Collection entries
[start]

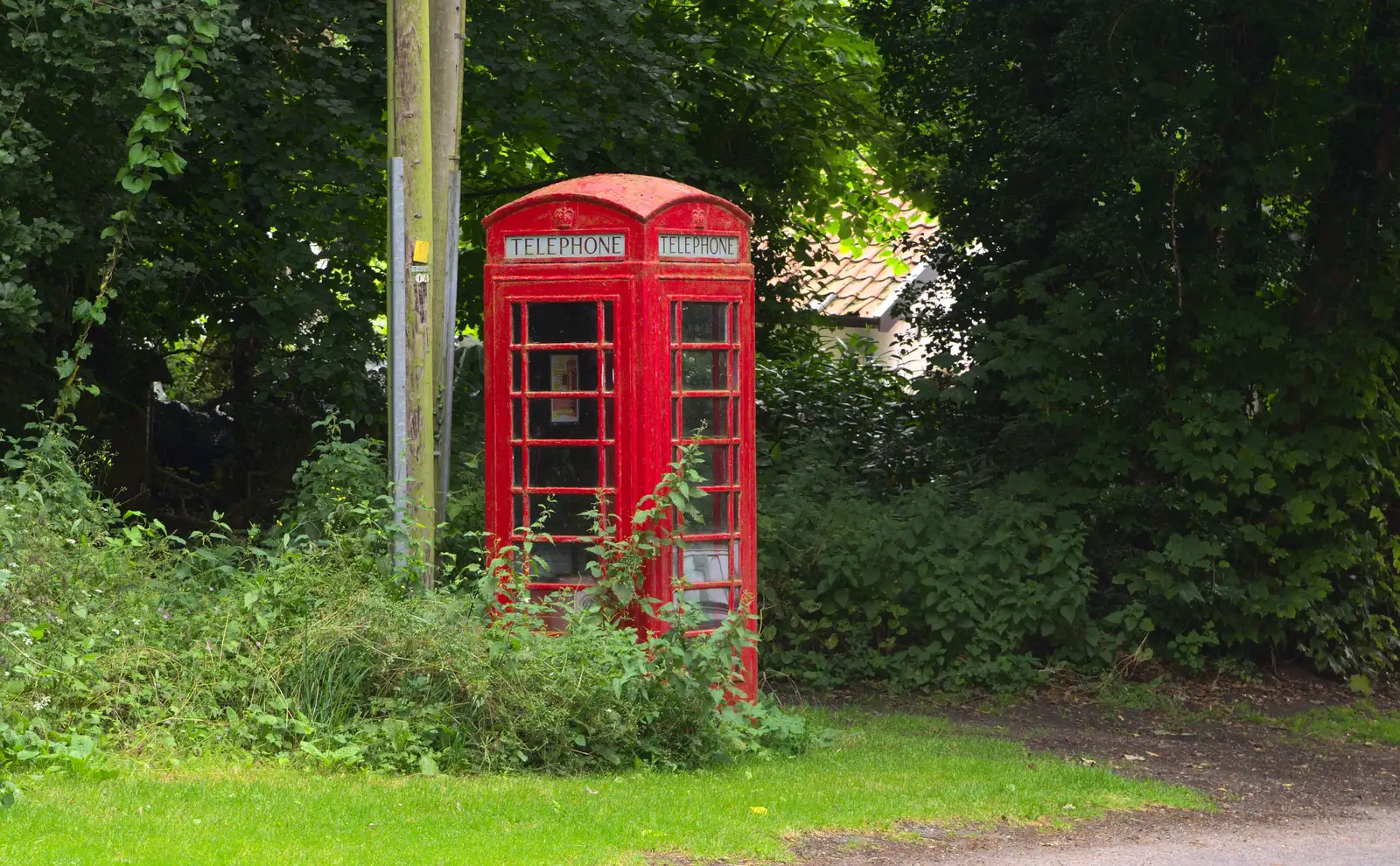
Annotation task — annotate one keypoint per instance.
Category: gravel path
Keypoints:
(1283, 800)
(1369, 842)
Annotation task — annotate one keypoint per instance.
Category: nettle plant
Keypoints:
(697, 667)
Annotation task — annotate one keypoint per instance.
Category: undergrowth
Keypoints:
(303, 644)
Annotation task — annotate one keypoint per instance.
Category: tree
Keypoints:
(1169, 234)
(259, 270)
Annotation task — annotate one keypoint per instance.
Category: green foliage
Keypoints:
(1360, 723)
(882, 770)
(928, 588)
(1168, 233)
(308, 649)
(846, 408)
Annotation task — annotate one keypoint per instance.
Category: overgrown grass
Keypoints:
(1362, 723)
(878, 772)
(314, 649)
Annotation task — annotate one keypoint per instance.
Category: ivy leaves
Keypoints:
(164, 88)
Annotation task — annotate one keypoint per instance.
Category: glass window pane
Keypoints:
(567, 513)
(567, 322)
(714, 515)
(564, 466)
(562, 562)
(706, 417)
(700, 322)
(704, 562)
(564, 371)
(564, 419)
(713, 604)
(704, 370)
(714, 466)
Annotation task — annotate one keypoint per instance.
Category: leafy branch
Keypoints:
(151, 150)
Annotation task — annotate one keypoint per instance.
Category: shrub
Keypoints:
(307, 648)
(924, 588)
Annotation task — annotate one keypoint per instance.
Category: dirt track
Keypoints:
(1283, 800)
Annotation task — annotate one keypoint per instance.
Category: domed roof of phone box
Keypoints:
(636, 195)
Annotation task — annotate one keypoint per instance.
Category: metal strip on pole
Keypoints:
(454, 214)
(398, 350)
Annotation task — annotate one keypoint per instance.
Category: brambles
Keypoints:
(310, 649)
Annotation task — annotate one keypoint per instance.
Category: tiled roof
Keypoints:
(864, 283)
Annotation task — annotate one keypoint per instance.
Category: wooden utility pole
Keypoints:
(412, 256)
(448, 23)
(426, 44)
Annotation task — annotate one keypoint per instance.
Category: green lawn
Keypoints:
(1362, 723)
(879, 770)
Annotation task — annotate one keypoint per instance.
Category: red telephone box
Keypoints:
(620, 325)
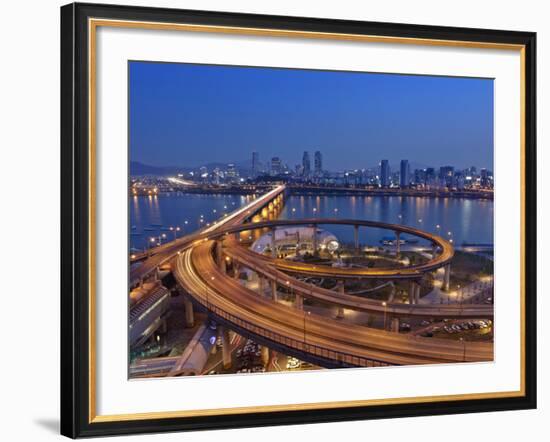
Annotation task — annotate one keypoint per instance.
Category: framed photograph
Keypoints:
(278, 220)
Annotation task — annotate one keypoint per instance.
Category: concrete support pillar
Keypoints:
(340, 313)
(412, 292)
(273, 245)
(220, 257)
(226, 348)
(394, 325)
(398, 244)
(447, 277)
(314, 239)
(417, 294)
(189, 315)
(265, 355)
(274, 290)
(392, 293)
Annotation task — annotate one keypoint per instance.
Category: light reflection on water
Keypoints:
(468, 220)
(152, 216)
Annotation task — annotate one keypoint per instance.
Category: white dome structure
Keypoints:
(296, 240)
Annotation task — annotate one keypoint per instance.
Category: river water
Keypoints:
(460, 219)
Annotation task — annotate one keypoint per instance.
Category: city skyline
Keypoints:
(199, 112)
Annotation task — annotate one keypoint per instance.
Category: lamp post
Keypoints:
(207, 300)
(305, 313)
(175, 230)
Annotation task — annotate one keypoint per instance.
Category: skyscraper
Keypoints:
(484, 177)
(276, 166)
(255, 164)
(385, 173)
(318, 160)
(306, 164)
(404, 179)
(446, 175)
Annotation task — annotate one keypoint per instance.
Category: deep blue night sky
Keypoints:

[end]

## Stated problem
The listing above must be printed again exactly, minus its pictures.

## Answer
Annotation task — annotate one keypoint per instance.
Category: gravel path
Keypoints:
(1283, 800)
(1369, 842)
Annotation task — annotate one keypoint per instance.
Category: nettle plant
Keypoints:
(697, 667)
Annotation task — annotate one keypoint per instance.
Category: undergrowth
Keypoints:
(303, 644)
Annotation task — annotate one keypoint per instance.
Category: tree
Keypoints:
(1169, 234)
(259, 270)
Annotation task — annotate one keypoint per instance.
Category: green foliage
Keypoints:
(1360, 723)
(882, 770)
(928, 588)
(1168, 233)
(308, 649)
(846, 408)
Annotation task — annotate one keypoint per instance.
Category: overgrown grass
Keypoints:
(1362, 723)
(878, 772)
(314, 649)
Annotation task — annotate one keypoint per instance.
Category: ivy leaves
Keypoints:
(164, 88)
Annotation task — annotate one keypoint per instance.
Category: glass window pane
Keypoints:
(567, 513)
(567, 322)
(714, 515)
(564, 466)
(562, 562)
(706, 417)
(700, 322)
(704, 562)
(564, 371)
(564, 419)
(713, 604)
(704, 370)
(714, 466)
Annotation task — annotate one keypoint per instance.
Category: leafy branch
Keypoints:
(151, 150)
Annotation task — annotate one keypoint per instance.
Category: shrub
Keypoints:
(307, 648)
(924, 588)
Annotation task — annotate one keypoint per instance.
Category: dirt track
Keypoints:
(1283, 800)
Annotation task — annotate one keypoint per instance.
Category: domed roof of phone box
Keypoints:
(636, 195)
Annotation task — annotate one keypoint per instance.
Category: metal strip on pole
Keypoints:
(454, 214)
(398, 350)
Annotation task — annotate one keypoint per instance.
Category: brambles
Keypoints:
(310, 649)
Annotation task — annotate one keypoint per instance.
Category: tiled roof
Keypoints:
(864, 283)
Annotation task — annotate one keypoint per instance.
Category: wooden utility pole
Keypoints:
(412, 256)
(448, 23)
(426, 44)
Annotation task — annotate one keypoint per instance.
Category: green lawn
Keypoints:
(1362, 723)
(879, 770)
Annotation task — annotate one keypoint per instance.
Category: red telephone box
Keypoints:
(620, 325)
Annotation task — annotate one keypoint per instance.
Category: framed photograph
Keypoints:
(278, 220)
Annotation task — annotate one keypoint per instance.
Category: concrete support pillar
Keypoints:
(340, 313)
(412, 292)
(273, 245)
(220, 257)
(226, 348)
(394, 325)
(398, 244)
(447, 277)
(314, 239)
(417, 294)
(189, 315)
(265, 355)
(274, 290)
(392, 293)
Annotation task — annotate one keypoint per instance.
Category: light reflection on water
Keypoints:
(468, 220)
(152, 216)
Annotation task — annotate one keypoint per instance.
Category: white dome structure
Keypoints:
(296, 240)
Annotation task — annotate one keypoint per instance.
Category: river water
Keypoints:
(460, 219)
Annotation task — annotate one keypoint per instance.
Category: city skyline
Keypoints:
(199, 112)
Annotation task — annotate one keypoint per instance.
Category: lamp post
Keypoints:
(207, 300)
(305, 313)
(175, 230)
Annotation task — annotate one keypoint per instance.
Category: skyscraper
Keypoints:
(484, 177)
(276, 166)
(255, 164)
(385, 173)
(318, 160)
(306, 164)
(404, 179)
(446, 175)
Annotation task — annotate one keypoint per instance.
Category: deep blue night sky
Keypoints:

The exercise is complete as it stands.